### About this exercise
Filter the entries below, keeping only lines with "report".

### Dataset excerpts
"""

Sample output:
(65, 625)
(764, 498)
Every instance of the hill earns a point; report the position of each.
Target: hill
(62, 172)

"""
"""

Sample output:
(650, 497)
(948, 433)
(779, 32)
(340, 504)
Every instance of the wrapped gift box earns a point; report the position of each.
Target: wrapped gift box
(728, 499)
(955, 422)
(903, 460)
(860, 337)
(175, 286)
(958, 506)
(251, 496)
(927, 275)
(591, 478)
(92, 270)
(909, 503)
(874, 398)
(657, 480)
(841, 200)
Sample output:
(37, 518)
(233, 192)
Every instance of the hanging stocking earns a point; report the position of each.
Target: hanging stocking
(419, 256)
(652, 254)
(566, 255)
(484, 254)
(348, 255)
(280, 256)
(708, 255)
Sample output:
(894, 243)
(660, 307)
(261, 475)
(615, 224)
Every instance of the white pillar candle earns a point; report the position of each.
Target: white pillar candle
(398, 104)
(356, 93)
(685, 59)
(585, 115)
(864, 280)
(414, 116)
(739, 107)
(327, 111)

"""
"""

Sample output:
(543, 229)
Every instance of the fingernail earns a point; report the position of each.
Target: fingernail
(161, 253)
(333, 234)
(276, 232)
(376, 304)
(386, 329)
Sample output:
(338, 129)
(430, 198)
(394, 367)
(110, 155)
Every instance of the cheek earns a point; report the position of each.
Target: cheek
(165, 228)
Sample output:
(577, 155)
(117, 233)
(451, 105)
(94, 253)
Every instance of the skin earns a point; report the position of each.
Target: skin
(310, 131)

"""

### Result of the task
Every instance of the hill earns a point; report the position of each.
Every instance of the wrapped gift box earns a point; report the position of each.
Every instance of the hanging stocking earns a point; report the position of each.
Every instance of the white pillar candle earns a point; report the position of each.
Every instance of the fingernail earns a point; report the position of each.
Every instance of the cheek earns a point; report the position of each.
Every instance of the skin earns a point; report the position of each.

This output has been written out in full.